::: The input :::
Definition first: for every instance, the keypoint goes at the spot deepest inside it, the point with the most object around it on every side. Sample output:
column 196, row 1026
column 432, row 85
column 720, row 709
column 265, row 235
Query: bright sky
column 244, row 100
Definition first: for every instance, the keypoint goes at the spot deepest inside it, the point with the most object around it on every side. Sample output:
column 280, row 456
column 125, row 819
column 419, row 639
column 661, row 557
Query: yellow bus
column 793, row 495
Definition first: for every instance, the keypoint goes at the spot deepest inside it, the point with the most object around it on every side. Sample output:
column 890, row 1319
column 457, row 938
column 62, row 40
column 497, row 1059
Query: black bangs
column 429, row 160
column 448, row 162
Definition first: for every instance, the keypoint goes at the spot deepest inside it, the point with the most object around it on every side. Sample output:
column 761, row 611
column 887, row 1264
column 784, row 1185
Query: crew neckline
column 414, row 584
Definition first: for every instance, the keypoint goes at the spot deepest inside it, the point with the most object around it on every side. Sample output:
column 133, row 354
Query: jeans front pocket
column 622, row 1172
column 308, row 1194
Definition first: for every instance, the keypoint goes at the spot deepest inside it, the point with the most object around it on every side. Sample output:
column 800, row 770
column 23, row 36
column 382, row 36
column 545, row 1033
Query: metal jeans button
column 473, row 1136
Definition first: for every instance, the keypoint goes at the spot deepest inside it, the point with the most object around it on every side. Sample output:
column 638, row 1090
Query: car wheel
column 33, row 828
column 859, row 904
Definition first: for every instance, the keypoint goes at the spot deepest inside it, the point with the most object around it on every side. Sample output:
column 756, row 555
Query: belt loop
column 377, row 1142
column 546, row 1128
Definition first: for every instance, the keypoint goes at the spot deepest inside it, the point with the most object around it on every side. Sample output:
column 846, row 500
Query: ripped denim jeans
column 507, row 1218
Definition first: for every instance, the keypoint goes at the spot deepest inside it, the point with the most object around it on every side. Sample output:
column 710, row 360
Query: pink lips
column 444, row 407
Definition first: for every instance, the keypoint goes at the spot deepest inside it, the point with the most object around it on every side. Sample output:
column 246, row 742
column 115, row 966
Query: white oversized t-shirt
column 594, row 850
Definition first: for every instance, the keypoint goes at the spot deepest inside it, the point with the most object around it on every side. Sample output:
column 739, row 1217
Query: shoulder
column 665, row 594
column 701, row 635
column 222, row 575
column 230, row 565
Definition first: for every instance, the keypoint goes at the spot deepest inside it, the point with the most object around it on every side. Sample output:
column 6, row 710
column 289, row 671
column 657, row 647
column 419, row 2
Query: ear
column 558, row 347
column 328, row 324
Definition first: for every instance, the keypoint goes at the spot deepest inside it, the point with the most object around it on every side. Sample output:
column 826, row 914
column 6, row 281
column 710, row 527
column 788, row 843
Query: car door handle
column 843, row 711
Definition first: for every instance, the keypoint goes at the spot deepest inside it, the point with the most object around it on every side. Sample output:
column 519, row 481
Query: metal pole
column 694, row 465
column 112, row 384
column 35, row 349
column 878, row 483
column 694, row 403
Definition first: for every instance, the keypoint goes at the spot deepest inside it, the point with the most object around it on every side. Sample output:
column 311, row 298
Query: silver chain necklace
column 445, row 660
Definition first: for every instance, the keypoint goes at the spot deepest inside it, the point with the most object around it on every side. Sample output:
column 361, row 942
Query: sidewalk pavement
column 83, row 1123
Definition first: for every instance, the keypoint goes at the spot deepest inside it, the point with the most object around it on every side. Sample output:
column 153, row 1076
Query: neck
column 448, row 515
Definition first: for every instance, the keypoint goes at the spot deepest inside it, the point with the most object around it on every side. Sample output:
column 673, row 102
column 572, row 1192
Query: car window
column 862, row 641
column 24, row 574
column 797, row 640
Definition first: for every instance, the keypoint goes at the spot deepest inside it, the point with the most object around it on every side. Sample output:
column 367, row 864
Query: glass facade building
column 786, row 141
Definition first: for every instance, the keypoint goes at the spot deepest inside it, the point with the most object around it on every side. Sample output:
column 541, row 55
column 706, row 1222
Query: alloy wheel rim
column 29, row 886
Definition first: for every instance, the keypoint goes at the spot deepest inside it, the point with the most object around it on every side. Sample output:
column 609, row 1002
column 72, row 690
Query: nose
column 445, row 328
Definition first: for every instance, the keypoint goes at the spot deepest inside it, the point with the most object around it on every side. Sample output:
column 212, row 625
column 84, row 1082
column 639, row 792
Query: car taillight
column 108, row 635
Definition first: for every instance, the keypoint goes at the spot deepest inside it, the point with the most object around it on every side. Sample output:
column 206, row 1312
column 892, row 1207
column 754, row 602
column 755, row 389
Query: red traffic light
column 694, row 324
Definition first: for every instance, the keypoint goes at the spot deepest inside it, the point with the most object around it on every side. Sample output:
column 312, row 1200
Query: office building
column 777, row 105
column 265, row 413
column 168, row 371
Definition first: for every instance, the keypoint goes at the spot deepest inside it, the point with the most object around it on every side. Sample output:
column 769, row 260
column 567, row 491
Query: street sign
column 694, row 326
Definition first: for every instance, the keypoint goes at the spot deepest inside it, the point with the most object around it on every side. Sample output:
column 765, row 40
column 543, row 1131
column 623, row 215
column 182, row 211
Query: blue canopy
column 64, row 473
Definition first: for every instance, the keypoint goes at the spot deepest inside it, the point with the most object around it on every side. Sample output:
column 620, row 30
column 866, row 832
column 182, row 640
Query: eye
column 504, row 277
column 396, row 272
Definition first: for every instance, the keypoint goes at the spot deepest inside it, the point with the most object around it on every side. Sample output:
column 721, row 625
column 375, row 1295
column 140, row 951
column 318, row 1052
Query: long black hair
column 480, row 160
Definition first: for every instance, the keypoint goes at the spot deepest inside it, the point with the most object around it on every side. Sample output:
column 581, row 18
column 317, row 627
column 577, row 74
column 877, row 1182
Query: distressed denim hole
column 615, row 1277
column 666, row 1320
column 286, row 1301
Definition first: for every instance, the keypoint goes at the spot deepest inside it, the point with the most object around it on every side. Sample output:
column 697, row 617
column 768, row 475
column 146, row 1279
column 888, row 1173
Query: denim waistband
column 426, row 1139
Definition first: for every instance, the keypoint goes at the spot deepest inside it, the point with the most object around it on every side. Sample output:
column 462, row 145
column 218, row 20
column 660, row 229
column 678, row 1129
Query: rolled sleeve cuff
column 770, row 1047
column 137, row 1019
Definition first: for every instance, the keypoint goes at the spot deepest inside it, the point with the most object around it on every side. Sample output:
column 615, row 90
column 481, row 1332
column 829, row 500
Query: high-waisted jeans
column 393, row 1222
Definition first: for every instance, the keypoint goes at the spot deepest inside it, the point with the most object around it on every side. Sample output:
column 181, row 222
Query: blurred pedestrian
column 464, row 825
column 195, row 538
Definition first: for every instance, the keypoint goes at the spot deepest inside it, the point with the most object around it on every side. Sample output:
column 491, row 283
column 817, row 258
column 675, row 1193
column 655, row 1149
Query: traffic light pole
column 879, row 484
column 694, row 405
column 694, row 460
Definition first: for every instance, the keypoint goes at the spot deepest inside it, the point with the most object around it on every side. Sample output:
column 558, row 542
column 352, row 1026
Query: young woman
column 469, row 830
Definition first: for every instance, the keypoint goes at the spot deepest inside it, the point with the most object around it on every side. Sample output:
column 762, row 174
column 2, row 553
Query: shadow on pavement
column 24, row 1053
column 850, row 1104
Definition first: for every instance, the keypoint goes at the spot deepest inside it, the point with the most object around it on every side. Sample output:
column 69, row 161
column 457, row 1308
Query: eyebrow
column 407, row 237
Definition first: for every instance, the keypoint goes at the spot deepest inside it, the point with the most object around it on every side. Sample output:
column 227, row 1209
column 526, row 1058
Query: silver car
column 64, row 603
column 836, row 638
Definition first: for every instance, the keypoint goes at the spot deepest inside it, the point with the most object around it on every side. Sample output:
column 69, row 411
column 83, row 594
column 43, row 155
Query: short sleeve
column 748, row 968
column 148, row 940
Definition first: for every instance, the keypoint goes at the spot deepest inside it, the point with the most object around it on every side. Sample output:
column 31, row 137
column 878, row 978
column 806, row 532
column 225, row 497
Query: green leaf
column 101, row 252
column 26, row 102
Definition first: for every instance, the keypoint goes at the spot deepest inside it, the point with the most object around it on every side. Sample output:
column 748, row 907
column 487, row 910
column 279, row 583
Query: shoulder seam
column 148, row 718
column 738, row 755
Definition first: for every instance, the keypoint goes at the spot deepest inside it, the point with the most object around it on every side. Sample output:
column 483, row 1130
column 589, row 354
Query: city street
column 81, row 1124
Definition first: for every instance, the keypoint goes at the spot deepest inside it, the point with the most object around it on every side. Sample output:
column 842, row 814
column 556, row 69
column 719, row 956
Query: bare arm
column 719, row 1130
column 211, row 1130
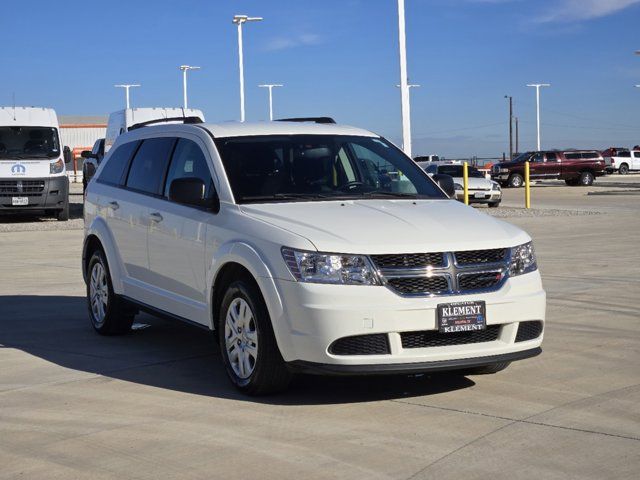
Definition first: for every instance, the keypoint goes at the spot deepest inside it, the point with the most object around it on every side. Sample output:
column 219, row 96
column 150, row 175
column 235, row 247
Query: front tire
column 247, row 343
column 109, row 314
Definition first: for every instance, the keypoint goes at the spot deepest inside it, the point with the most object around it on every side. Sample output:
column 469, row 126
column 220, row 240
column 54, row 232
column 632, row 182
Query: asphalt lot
column 156, row 403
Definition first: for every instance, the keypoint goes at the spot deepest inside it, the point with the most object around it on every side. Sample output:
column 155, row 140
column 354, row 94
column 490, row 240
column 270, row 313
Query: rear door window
column 114, row 171
column 149, row 166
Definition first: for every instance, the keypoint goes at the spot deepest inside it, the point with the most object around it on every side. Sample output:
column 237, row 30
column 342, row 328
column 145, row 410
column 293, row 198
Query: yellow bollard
column 465, row 178
column 527, row 186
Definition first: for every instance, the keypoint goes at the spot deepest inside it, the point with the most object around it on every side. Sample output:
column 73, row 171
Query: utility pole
column 184, row 69
column 404, row 83
column 510, row 126
column 126, row 87
column 537, row 87
column 270, row 86
column 239, row 20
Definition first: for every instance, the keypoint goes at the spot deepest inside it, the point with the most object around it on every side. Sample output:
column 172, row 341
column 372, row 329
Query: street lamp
column 510, row 126
column 537, row 86
column 239, row 20
column 126, row 87
column 270, row 86
column 184, row 69
column 404, row 82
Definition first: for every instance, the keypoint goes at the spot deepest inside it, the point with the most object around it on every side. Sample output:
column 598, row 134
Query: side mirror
column 191, row 191
column 446, row 183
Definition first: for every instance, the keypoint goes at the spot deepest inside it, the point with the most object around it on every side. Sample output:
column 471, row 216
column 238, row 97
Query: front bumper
column 42, row 193
column 314, row 316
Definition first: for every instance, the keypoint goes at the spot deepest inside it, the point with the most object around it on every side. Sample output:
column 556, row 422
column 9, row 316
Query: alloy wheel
column 241, row 338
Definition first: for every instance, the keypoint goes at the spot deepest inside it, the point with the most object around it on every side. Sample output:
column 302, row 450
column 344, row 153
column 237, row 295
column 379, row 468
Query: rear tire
column 586, row 179
column 248, row 345
column 516, row 181
column 109, row 314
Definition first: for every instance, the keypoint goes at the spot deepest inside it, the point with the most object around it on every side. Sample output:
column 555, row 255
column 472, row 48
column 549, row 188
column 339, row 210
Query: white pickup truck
column 32, row 167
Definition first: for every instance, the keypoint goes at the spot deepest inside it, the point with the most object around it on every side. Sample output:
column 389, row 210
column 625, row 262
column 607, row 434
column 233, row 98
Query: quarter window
column 113, row 171
column 149, row 166
column 189, row 162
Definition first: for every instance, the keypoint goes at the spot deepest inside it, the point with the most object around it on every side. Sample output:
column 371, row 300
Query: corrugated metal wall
column 78, row 137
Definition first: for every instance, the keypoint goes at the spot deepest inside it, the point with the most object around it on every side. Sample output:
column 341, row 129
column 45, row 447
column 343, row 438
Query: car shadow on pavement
column 176, row 356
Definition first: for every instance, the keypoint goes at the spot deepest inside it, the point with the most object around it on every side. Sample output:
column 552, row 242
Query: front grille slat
column 373, row 344
column 433, row 338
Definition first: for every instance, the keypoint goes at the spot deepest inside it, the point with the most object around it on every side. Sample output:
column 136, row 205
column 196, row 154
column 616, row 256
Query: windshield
column 29, row 142
column 320, row 167
column 456, row 171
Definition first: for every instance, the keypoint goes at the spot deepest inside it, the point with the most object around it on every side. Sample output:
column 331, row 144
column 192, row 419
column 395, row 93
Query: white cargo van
column 32, row 166
column 122, row 120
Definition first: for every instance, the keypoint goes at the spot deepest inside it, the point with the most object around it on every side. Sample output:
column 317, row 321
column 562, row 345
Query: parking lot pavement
column 156, row 403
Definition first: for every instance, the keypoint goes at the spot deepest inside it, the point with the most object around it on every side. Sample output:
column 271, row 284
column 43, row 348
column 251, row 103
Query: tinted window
column 188, row 162
column 113, row 171
column 149, row 165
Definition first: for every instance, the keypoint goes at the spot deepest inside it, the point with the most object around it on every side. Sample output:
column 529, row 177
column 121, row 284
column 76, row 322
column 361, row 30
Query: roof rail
column 307, row 119
column 165, row 120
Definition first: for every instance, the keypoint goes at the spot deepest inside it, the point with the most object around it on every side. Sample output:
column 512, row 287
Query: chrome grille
column 444, row 273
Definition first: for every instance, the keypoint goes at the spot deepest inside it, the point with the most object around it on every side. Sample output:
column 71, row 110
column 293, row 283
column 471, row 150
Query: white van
column 122, row 120
column 32, row 166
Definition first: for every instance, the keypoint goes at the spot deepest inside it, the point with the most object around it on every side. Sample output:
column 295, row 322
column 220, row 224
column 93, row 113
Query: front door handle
column 155, row 217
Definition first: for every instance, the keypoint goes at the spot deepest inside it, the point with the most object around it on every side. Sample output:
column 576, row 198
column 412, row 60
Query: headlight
column 523, row 260
column 316, row 267
column 57, row 166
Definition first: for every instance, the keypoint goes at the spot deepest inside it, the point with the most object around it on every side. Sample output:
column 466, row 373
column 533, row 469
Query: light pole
column 184, row 69
column 537, row 86
column 126, row 87
column 510, row 126
column 239, row 20
column 404, row 82
column 270, row 86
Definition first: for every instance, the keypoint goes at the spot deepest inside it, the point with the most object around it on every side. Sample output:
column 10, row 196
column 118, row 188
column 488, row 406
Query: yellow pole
:::
Set down, exactly as they appear above, all lines from the one that has "column 246, row 742" down to the one that has "column 153, row 1076", including those two and no others.

[Task answer]
column 246, row 742
column 115, row 966
Query: white oversized t-shirt
column 594, row 850
Definition first: for every instance, the keypoint goes at the spot deepest inside it, the point with the most object around it on every side. Sample output:
column 739, row 1217
Query: shoulder
column 665, row 594
column 701, row 635
column 222, row 575
column 230, row 565
Definition first: for every instance, the keypoint goes at the spot deepest inside it, the point with the most object around it on every side. Sample output:
column 6, row 710
column 289, row 671
column 657, row 647
column 419, row 2
Query: ear
column 558, row 347
column 328, row 324
Definition first: for every instance, the keypoint goes at the spot deepest inside it, the point with the most object around it on every side. Sample output:
column 826, row 914
column 6, row 281
column 710, row 527
column 788, row 843
Query: car door handle
column 843, row 711
Definition first: for every instance, the keypoint goes at the spot deepest inside it, the point with the most object around it on every side. Sample output:
column 519, row 481
Query: metal pole
column 694, row 465
column 112, row 384
column 35, row 349
column 878, row 483
column 694, row 403
Definition first: for every instance, the keypoint goes at the spot deepest inside it, the point with the most object around it on every side. Sample output:
column 311, row 298
Query: silver chain necklace
column 445, row 660
Definition first: for every instance, the keypoint goes at the spot deepest inside it, the point with the most object around it on every side. Sample output:
column 361, row 942
Query: sidewalk pavement
column 83, row 1123
Definition first: for every instance, the keypoint goes at the spot deepest inside it, the point with the most object around it on every side. Sample output:
column 153, row 1076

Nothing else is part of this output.